* Start RECORDS FOR THIS TASK *

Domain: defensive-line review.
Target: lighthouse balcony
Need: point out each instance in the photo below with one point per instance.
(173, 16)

* End RECORDS FOR THIS TASK *
* Start RECORDS FOR THIS TASK *

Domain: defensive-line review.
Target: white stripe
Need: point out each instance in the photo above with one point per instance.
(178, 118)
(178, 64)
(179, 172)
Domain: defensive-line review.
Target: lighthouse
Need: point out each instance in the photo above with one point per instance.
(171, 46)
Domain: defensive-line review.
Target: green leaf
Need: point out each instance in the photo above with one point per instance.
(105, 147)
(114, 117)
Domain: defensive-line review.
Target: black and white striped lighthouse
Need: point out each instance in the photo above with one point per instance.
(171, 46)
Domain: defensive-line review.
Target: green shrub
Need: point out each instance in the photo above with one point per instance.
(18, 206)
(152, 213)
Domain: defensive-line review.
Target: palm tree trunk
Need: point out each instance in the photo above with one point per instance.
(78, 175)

* End RECORDS FOR THIS TASK *
* Start RECORDS FOR THIS TASK *

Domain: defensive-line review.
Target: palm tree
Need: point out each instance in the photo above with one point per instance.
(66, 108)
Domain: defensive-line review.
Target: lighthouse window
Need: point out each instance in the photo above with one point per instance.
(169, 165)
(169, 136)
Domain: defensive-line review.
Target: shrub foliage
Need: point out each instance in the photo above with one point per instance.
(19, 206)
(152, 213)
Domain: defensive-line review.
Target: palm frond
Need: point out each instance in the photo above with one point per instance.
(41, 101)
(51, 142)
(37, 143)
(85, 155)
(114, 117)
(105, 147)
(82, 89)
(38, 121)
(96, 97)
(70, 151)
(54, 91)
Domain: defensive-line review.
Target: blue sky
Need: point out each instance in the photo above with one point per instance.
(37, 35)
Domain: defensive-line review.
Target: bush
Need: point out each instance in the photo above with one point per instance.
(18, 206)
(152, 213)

* End RECORDS FOR THIS TASK *

> [TASK INSTRUCTIONS] Which lines in the rows above contain the string "palm", matching case exactly? Copy each of those lines.

> [EXERCISE OUTPUT]
Target: palm tree trunk
Target: palm tree
Target: palm frond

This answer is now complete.